**TASKS**
a – Please summarize the article on the NZ e-commerce marketing calendar in two sentences.
b – Write the next part of the NZ e-commerce marketing calendar article, picking up right after its final sentence.

**PASSAGE GIVEN**
Digital Marketing

E-commerce Marketing Calendar NZ 2026: When to Run What

A month-by-month marketing calendar for NZ e-commerce brands with real ROAS data. Know exactly when to scale spend and what campaigns to run each season.

Jason Poonia Jason Poonia | | 11 min read
E-commerce Marketing Calendar NZ 2026: When to Run What

Key Takeaways

  • Seasonal campaigns deliver 2–3x the ROAS of always-on campaigns. Father’s Day hit 10.68x ROAS vs 4.69x for always-on acquisition.
  • NZ seasons are reversed from the Northern Hemisphere, which means less competition from US advertisers during our key seasonal periods.
  • BFCM is your biggest revenue window but not your highest ROAS. Plan for high volume at moderate ROAS (5x target).
  • Always-on campaigns at 4.69x ROAS form the foundation. Seasonal campaigns are the spikes on top.
  • The extension strategy after major sales captures 10–20% additional revenue from warm audiences who did not buy during the main event.

Timing is everything in e-commerce advertising. The same ad, same product, same audience will perform dramatically differently depending on when you run it. A gift-focused campaign in the week before Father’s Day converts at 10.68x ROAS. That same campaign in mid-July delivers a fraction of that return.

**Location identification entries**

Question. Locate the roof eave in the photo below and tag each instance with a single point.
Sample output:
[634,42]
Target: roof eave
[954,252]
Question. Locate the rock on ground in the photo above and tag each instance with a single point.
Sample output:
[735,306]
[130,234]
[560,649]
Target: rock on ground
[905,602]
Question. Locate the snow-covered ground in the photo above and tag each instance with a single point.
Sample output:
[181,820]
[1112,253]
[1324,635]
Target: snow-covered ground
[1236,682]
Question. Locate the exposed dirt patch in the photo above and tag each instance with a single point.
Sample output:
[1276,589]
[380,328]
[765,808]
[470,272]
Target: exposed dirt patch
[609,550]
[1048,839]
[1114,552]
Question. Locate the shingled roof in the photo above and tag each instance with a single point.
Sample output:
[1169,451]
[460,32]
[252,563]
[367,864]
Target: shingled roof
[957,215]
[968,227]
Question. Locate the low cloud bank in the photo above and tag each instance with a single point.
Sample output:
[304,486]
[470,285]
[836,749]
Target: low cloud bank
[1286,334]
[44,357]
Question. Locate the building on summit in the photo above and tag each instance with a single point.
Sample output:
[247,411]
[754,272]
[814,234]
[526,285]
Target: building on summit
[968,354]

**FINAL RESULTS**
a – The article gives NZ e-commerce brands a month-by-month marketing calendar built on real ROAS data, showing when to scale spend and which campaigns to run each season. It stresses that timing shapes results, noting that seasonal campaigns deliver two to three times the ROAS of always-on campaigns, with Father's Day reaching 10.68x against 4.69x for always-on acquisition.

b –
This calendar tells you exactly when to run what, based on real campaign data from NZ e-commerce brands we have managed.

The Data Behind This Calendar

Here is the performance data we are building this calendar from:

Campaign PeriodROASRevenueAd SpendPurchases
Father’s Day (September)10.68x$4,777$44789
General E-commerce10.94xN/AN/A+376% conversions
Black Friday/Cyber Monday5.12x$8,356$1,633121
Always-On Acquisition4.69x$34,668$7,392604
Christmas3.79x$10,551$2,784156

Two patterns are clear:

Seasonal campaigns outperform on ROAS because buyer intent is already elevated. You are capturing demand, not creating it.

Always-on campaigns outperform on total revenue because they run continuously. $34,668 in revenue from always-on acquisition dwarfs the seasonal spikes in absolute terms.

The best e-commerce strategy runs both: always-on for consistent revenue, with seasonal spikes that capture heightened buying intent.

Month-by-Month Calendar

January: Recovery and Planning

What is happening: Post-Christmas slowdown. Consumers have spent up. Returns and exchanges are high. New Year resolutions drive certain product categories (fitness, organisation, health).

What to run:

  • Always-on acquisition at normal budget. Do not scale in January. Maintain your baseline campaigns.
  • Clearance campaigns. Move remaining Christmas/summer stock at discount. Lower ROAS expectations (2–3x is acceptable for clearance).
  • Email focus. Re-engage Christmas buyers with loyalty offers and new product teasers.

Budget: 70% of your normal monthly spend. January is a recovery month, not a growth month.

February: Valentine’s Day

What is happening: First major gifting occasion of the year. Relevant for jewellery, fashion, food, experiences, flowers, and personalised gifts.

What to run:

  • Gift-focused campaigns starting February 1. Target people buying for partners. Use gift-giving creative angles (“The perfect gift for…”).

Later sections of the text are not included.